SUPPLIED DATA Block Start
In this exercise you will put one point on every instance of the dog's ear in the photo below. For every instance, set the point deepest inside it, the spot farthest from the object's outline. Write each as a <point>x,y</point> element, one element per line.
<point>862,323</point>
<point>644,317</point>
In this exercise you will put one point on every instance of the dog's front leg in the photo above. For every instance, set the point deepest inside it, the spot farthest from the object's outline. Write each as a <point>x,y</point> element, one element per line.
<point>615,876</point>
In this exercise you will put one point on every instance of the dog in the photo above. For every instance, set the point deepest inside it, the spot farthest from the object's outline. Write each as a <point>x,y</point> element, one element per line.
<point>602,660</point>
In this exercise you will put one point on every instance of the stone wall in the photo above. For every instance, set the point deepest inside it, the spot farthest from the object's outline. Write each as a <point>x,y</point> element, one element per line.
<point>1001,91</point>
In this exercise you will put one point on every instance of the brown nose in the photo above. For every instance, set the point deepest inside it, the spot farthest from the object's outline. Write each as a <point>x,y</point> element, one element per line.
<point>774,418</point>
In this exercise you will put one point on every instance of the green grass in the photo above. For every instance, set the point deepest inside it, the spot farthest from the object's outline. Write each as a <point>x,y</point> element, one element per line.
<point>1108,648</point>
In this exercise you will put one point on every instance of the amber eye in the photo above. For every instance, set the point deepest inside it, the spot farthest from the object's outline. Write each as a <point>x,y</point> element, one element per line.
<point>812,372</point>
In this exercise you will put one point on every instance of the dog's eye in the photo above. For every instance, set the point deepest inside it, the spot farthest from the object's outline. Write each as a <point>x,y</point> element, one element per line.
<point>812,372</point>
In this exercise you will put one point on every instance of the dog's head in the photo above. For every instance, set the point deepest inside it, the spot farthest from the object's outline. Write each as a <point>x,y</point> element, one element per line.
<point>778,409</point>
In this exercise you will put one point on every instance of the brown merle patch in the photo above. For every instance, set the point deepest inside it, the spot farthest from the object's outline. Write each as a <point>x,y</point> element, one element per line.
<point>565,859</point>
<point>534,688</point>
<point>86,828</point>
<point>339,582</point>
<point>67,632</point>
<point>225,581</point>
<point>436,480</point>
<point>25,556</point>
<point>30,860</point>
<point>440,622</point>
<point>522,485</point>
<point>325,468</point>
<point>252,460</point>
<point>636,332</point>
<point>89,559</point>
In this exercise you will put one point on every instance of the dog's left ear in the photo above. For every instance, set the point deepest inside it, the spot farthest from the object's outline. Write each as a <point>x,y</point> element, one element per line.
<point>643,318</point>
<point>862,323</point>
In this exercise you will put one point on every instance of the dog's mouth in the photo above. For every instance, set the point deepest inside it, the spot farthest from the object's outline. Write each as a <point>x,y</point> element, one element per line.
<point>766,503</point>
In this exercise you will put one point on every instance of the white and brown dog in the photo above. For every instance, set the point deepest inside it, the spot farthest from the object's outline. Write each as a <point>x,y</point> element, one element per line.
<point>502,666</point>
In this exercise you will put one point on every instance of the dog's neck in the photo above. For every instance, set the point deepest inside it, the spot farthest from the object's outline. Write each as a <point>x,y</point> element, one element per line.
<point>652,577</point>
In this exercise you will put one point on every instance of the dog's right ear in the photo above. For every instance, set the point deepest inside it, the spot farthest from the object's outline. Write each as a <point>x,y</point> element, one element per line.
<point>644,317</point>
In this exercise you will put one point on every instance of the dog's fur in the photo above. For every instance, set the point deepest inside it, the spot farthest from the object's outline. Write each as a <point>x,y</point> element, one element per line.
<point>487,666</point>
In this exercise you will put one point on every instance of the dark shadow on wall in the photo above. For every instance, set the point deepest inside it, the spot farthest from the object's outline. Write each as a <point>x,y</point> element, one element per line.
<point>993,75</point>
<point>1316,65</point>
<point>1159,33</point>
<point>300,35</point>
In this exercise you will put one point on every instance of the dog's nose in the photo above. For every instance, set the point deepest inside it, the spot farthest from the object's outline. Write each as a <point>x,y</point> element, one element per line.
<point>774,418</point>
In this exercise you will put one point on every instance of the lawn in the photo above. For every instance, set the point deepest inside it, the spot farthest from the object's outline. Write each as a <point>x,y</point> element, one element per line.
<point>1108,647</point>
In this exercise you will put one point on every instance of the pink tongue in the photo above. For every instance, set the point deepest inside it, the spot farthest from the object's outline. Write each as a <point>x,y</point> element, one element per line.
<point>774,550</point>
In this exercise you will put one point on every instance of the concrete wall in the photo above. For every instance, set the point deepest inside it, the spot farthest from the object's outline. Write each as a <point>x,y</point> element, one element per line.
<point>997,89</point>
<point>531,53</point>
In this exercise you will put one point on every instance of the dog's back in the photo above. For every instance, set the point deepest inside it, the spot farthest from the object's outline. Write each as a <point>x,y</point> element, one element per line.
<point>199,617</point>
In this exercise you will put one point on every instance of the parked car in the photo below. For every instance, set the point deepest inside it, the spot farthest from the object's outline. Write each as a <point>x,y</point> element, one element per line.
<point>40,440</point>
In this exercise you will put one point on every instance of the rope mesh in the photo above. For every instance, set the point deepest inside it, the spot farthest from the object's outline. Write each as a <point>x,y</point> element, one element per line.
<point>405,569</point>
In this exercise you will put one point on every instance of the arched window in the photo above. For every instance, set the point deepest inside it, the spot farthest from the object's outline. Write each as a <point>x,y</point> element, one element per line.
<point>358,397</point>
SUPPLIED DATA Block End
> [ABOUT THIS EXERCISE]
A faithful copy of every record is required; output it in full.

> [WRITTEN SOLUTION]
In this exercise you will put one point on every instance of the dog's ear in the photo below. For every instance, set the point deepest inside it, the spot farthest from the object's outline. Write each as a <point>x,y</point> element, one element per line.
<point>862,323</point>
<point>644,317</point>
In this exercise you will put one point on every instance of the dog's front leg in the photo above. For every instance, set the point deepest inside it, the spot farthest from the object's outline. Write each as a <point>x,y</point> element, one element per line.
<point>615,876</point>
In this exercise you will put one point on every instance of the dog in the photo above. For every instance, set the point deepest inside it, the spot farthest from the object's outline. Write each as a <point>x,y</point> element, one element per line.
<point>602,660</point>
In this exercise you will put one point on every instance of the stone wall in the photo above. For every instance, set the point deepest inside it, the spot farthest from the object's outline. Write each as a <point>x,y</point> element, one element per line.
<point>1001,91</point>
In this exercise you will put one point on every instance of the brown nose in the photo above. For every instance, set the point deepest inside it, the spot farthest from the object's outline. Write each as a <point>x,y</point> element, one element per line.
<point>774,418</point>
In this exercise you will put one point on every instance of the green grass in the photo above. For every instance, set the point deepest inside it, the spot farthest from the object's outline. Write each as a <point>x,y</point> element, one element per line.
<point>1108,648</point>
In this exercise you will put one point on every instance of the amber eye in the photo above. For every instance, set the point deepest inside it, the spot farthest from the object's outline. Write each as a <point>x,y</point> element, one element per line.
<point>812,372</point>
In this exercise you will put one point on every instance of the dog's eye in the photo above. For every instance, set the point deepest inside it, the spot farthest from the object's outline. Write each as a <point>x,y</point> element, one element per line.
<point>812,372</point>
In this exercise you will put one point on every instance of the dog's head in the photo above. For every instance, set the point deepest inside it, the spot farthest from the object's outline. Write each as a <point>x,y</point> element, one element per line.
<point>778,409</point>
In this exercise you will put one point on every instance of the brown merle patch in the photo above. For every instance, set the point deepest inside it, the spot farthest from the object's outline. Write each as a <point>x,y</point> element, one element per line.
<point>565,859</point>
<point>534,688</point>
<point>86,828</point>
<point>339,582</point>
<point>67,632</point>
<point>225,581</point>
<point>436,480</point>
<point>25,556</point>
<point>30,860</point>
<point>440,622</point>
<point>522,485</point>
<point>325,468</point>
<point>252,460</point>
<point>636,332</point>
<point>89,559</point>
In this exercise you will put one point on every instance of the dog's left ear in the photo above. For every instance, set the point deepest inside it, the spot farthest from the object's outline. Write each as a <point>x,y</point> element, one element per line.
<point>643,318</point>
<point>862,323</point>
In this exercise you will put one point on every instance of the dog's mouth in the photo above. For every instance, set the point deepest inside it, the spot farthest from the object's outline. Write each as a <point>x,y</point> element, one element per line.
<point>766,503</point>
In this exercise you will put one point on every instance of the white and brown dog in the photo above. For every instance, set the point deepest inside it, the spot farthest from the object's outline. Write each as a <point>x,y</point> element, one element per line.
<point>502,666</point>
In this exercise you will put one point on every instance of the dog's neck in the photo above. For every instance, set the point deepest inside it, the spot farthest from the object's outline. Write each as a <point>x,y</point> element, one element per line.
<point>652,577</point>
In this exercise you will put one point on every instance of the dog's right ear in the photo above. For every instance, set the point deepest inside it, the spot farthest from the object's outline. Write each as a <point>x,y</point> element, one element per line.
<point>644,317</point>
In this exercise you will put one point on every instance of the dog's fur in the photo above. For every instance, set the point deepest inside it, the spot farthest from the object's outline. Write each as a <point>x,y</point> element, one element per line.
<point>487,666</point>
In this exercise you will put one point on every instance of the dark shadow on wall in the photo above. For every instance, set the point deepest inside it, the spot farthest from the object's outline. Write each as a <point>x,y</point> element, one element per line.
<point>993,75</point>
<point>1316,65</point>
<point>1159,33</point>
<point>300,35</point>
In this exercise you will put one point on every instance of the dog's nose in the photo above. For every instance, set the point deepest inside it, the spot farthest from the object's outline. Write each as a <point>x,y</point> element, one element per line.
<point>774,418</point>
In this exercise you will put one point on every instance of the lawn in the photo above. For every instance, set the point deepest inside it, the spot farthest from the object's outline. Write each as a <point>x,y</point> element, one element per line.
<point>1108,647</point>
In this exercise you will put one point on every instance of the pink tongue in the photo above. For every instance, set the point deepest inside it, the spot farthest from the object's outline. Write each as a <point>x,y</point> element, one element per line.
<point>774,550</point>
In this exercise you will put one point on every instance of the concrete wall in the photo above. For every instance, set the point deepest inside it, the spot farthest from the object's outline. Write each as a <point>x,y</point> element, one element per line.
<point>997,89</point>
<point>531,53</point>
In this exercise you will put one point on every instance of the dog's back in the photo above. For every instance, set the point deepest inside it, the spot farthest from the object's outline. Write each as a <point>x,y</point> element, one element per line.
<point>199,617</point>
In this exercise you will put one point on every instance of the parked car in the photo below. For every instance, set the point deepest inside it, the spot farthest from the object's outline. Write each as a <point>x,y</point> element, one element per line.
<point>40,440</point>
In this exercise you will put one point on every instance of the rope mesh in the photo above. For every instance, set the point deepest inside it, the spot farthest from the object's outline. Write each as a <point>x,y</point> element, one element per line.
<point>405,569</point>
In this exercise you will put one point on every instance of the arched window in the photo above. For every instance, set the point deepest inside it, the spot farthest from the object's outline. Write each as a <point>x,y</point> element, one element per line.
<point>358,397</point>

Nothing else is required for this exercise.